Please put every line of the entries below into a JSON list of strings, one string per line, leaving out any blank lines.

**Given records**
━━━━

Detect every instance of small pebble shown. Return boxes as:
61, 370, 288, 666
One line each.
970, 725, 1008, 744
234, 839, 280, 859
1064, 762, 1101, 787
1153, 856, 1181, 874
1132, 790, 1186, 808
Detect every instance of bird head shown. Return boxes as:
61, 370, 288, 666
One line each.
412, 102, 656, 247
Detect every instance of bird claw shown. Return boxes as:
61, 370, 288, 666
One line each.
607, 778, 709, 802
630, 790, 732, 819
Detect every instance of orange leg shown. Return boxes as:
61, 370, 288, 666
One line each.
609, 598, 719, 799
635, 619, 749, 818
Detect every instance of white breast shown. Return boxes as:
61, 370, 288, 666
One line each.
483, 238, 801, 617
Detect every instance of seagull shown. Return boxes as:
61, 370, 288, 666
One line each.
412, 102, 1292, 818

━━━━

**Response to this task**
[
  "Detect every instance of small pebble shown. Return boxes as:",
  "61, 370, 288, 666",
  "One line each.",
  "970, 725, 1008, 744",
  "234, 839, 280, 859",
  "1064, 762, 1101, 787",
  "1153, 856, 1181, 874",
  "1132, 790, 1186, 808",
  "Detect every instance of bird head shown. Return boxes as:",
  "61, 370, 288, 666",
  "One line each.",
  "412, 102, 656, 247",
  "Detect every instance of bird claw shown. Return boxes as:",
  "61, 370, 288, 666",
  "One line each.",
  "607, 778, 709, 802",
  "630, 790, 732, 819",
  "Detect every instance of orange leg shown. Return boxes as:",
  "61, 370, 288, 666",
  "One line each.",
  "609, 598, 719, 799",
  "635, 619, 749, 818",
  "Detect every instance of white breast shown. Return boxes as:",
  "61, 370, 288, 666",
  "One line each.",
  "483, 238, 801, 617",
  "Detect every instance of seagull shown. Return boxes as:",
  "61, 370, 288, 666",
  "One line each.",
  "412, 102, 1292, 818"
]